Cem Yılmaz ve Yeşilçam
Aydınlık gazetesi yazarı Burçak Evren bugünkü köşesinden Cem Yılmaz'ın Arif V 216 filmini ele aldı.
Evren yazısında, "Arif V 216, geçmişe duyulan özlemin siyah-beyaz değil, tekmili renkli, unutulmaz bir şöleni... Ve de bu türdeki -kim ne derse desin- bugüne dek verilmiş en güzel örneği..." dedi.
İşte Burçak Evren'in yazısı;
Sektör olamayışın tüm olumsuzluklarını yaşayan Yeşilçam’ın en büyük sorunlarından birini, hiç kuşku yok ki, dışardaki sermayeyi sinemaya aktaramamaktan kaynaklanan sıkıntılar oluşturuyor. Yeşilçam, dışardaki sermayeyi içeriye aktaramayışının ötesinde, sinemadan kazanılan artı değeri de, sinemanın içinde tutamayıp dışındaki alanlara yönlendiriyor. Böylece sinemamız yıllar yılı, ne dışardaki sermaye için güvenilir bir alan haline geldi, ne de sinemanın içindekiler (tabii başta yapımcılar) kendi alanlarına güven duyup, kazançlarını bu alanda değerlendirme yönünü seçebildiler.
Çoğunlukla birkaç filmlik sermayeye sahip olan Yeşilçam yapımcılarının bu durumu, sinema alanını bir sektör haline getirmeye yetmediği gibi, bir dizi alt yapı (stüdyo, plato, yeni teknolojiye sahip olma vs) olanaklarının oluşmasından da yoksun bıraktı.
ÇIKIŞ ÖRNEĞİ
Çoğu kişi, yıllık ortalama 250 filmlik bir verimliliği Yeşilçam’ın halk sineması oluşuna bağlarsa da, bu oldukça yanlıştır. Yeşilçam’ın bu verimliliği, 1974 öncesi tek ve en ucuz eğlence olmasına karşılık halkın desteğinden ya da gereksiniminden değil de, tümüyle “amortisman” sorunundan oluşmuştur. Birçok şirket, yıl içinde ürettikleri filmlerin vergisini vermemek için, yıl sonlarında küçük bütçeli, dar kadrolu amortisman filmlerine yönelerek vergiden kaçmışlar, dolayısıyla da film sayılarında, büyük artışlar olmuştur. Yani bu niceliğin arz ve talep dengesiyle hiçbir ilgisi yoktur. O yıllarda, yıl içinde üretilen film sayısıyla sinema salonları sayısı oranlandığında bu gerçek ortaya çıkar.

- [Veri kesiti]:
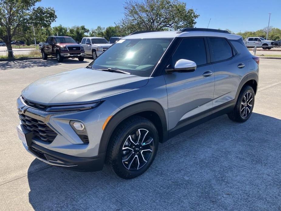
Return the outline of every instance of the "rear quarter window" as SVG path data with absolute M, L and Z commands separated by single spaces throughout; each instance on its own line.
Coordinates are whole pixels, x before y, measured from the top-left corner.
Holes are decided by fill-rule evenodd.
M 226 39 L 210 38 L 209 43 L 212 62 L 224 60 L 233 56 L 232 48 Z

- [İstenen iş]: Yeşilçam'ın sermaye ve amortisman sorunlarını anlatan okuma metnini son cümlesinden sonra sürdürür müsün? Verilerin bu işle hiçbir ilgisi yoktur.

- [Sonuç aşağıda]:
Cem Yılmaz’ın Arif V 216’sını izlerken, biraz geçmişe dönüp bu tür bir muhasebeye girişmenin kaçınılmaz olduğunu gördüm. Nereden nereye...Kim ne derse desin, Cem Yılmaz, giderek unuttuğumuz, arthouse filmlerinin içinde boğulduğumuz, kitlesel komedi filmlerinin saçmalıkları arasında sıkışıp kaldığımız bir dönemde ana akım filmlerinin ne olduğunu, hem de geçmişe dönüp nostaljik esintiler içinde bizlere sunan, sunmakla da kalmayıp büyük bir keyifle kitlelere izletmenin üstesinden gelen bir sanatçı...
BAŞARININ GERİSİNDEKİ KAYNAK
Bilimkurgunun sınır tanımayan, sinemamız için yeni ve de cesaret -tabii biraz da para- isteyen atraksiyonlarıyla, Yeşilçam nostaljisinin kaçınılmaz duygusallığını seyri keyif verici bir izlencede buluşturmak sanırım pek kolay bir şey değil.
Filmin bir çeşit sloganı haline dönüşen, “iyi insanlar yalnızca filmlerde olmuyor” sözünden hareketle, sinemanın geleceği de, ne yazık ki, yalnızca “festivallerde boy gösteren, güdümlü art house filmlerde” de olmuyor. Kitlelerin tekrar sinemaya dönmesi için, herkesin beğenisini toplayan, Cem Yılmaz gibi sanatçıların örneklediği bu tür ana akım filmlerine büyük bir gereksinim var.
Ama Cem Yılmaz’ın sinemamıza getirdiği en büyük değer, filmlerinin yalnızca gişe getirisi, ya da güldürü türündeki içtenlikten kaynaklanan, tüm güldürü trüklerini cömertçe sunup loş salonlarda karşılığını bulan, yüksek bütçeli, zengin kadrolu yanından gelmiyor; yetenek ve niyetinin yanı sıra, sinemanın dışında kazandığı sermayeyi, Türk sinema tarihinde hiçbir yapımcının bugüne dek yapmadığı, yapamadığı bir cömertlik, güven ve de cesaretle sinemaya aktarmasından geliyor... Ve bunu yaparken de, Arif V 216’da olduğu gibi, Yeşilçam’ın geçmişine, 60’lı yıllarına dönerek adeta gülücüklerle bezenmiş bir saygı duruşunda bulunmayı da ihmal etmiyor.
Arif V 216, geçmişe duyulan özlemin siyah-beyaz değil, tekmili renkli, unutulmaz bir şöleni... Ve de bu türdeki -kim ne derse desin- bugüne dek verilmiş en güzel örneği...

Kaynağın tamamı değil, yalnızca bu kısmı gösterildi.